- **Input**:
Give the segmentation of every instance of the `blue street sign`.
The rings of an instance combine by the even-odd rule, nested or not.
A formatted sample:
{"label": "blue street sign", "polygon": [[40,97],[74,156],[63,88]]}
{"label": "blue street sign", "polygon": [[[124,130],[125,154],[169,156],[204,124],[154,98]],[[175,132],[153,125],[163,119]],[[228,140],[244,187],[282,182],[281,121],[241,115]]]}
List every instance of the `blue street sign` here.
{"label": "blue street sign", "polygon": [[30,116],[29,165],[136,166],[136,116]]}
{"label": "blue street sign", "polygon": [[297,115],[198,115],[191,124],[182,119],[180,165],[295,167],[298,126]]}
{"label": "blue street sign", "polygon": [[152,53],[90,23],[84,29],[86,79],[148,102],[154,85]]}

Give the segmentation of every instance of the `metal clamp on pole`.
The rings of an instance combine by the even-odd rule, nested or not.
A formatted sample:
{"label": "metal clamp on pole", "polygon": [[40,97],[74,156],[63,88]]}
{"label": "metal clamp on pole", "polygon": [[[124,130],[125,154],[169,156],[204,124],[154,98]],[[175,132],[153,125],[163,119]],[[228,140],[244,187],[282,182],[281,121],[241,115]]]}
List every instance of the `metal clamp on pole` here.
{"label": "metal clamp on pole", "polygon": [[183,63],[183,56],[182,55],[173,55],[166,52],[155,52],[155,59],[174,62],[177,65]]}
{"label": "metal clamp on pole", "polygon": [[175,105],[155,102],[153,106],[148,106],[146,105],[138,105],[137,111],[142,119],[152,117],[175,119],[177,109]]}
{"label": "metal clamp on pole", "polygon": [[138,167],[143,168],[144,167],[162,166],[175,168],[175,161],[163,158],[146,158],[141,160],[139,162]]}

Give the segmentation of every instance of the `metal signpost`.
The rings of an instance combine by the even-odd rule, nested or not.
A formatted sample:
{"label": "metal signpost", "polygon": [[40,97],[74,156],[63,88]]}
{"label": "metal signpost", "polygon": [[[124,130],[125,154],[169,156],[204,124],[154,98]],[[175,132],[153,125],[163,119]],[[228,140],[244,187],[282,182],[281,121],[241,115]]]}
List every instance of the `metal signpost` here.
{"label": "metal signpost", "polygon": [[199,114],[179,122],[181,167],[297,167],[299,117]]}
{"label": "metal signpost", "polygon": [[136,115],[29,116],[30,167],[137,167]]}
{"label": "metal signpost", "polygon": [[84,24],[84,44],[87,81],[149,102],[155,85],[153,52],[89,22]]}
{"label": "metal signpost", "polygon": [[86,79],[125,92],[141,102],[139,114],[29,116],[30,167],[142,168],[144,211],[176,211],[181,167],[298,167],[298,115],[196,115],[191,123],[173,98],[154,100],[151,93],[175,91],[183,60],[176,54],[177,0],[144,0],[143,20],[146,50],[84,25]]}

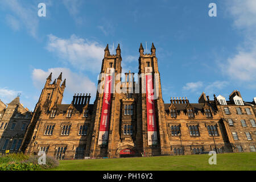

- **Stated task**:
List every line in the data above that contains the word "segmentation". Letter case matters.

- **Response to this exercise**:
Give the segmentation of every instance of the `blue street sign`.
Give the segmentation of every instance of the `metal clamp on pole`.
Give the segmentation of every instance of the `metal signpost`.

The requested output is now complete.